## BEGIN SOURCE MATERIAL

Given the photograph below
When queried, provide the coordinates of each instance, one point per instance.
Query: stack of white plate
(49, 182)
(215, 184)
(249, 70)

## END SOURCE MATERIAL

Please recast every line of the material above as a Markdown table with the columns "Row" and "Line," numbering each row and omitting blank lines.

| Row | Line |
|---|---|
| 1 | Given the photograph below |
| 2 | When queried, provide the coordinates of each instance, one point per instance. |
| 3 | Query: stack of white plate |
| 4 | (49, 182) |
| 5 | (215, 184) |
| 6 | (249, 70) |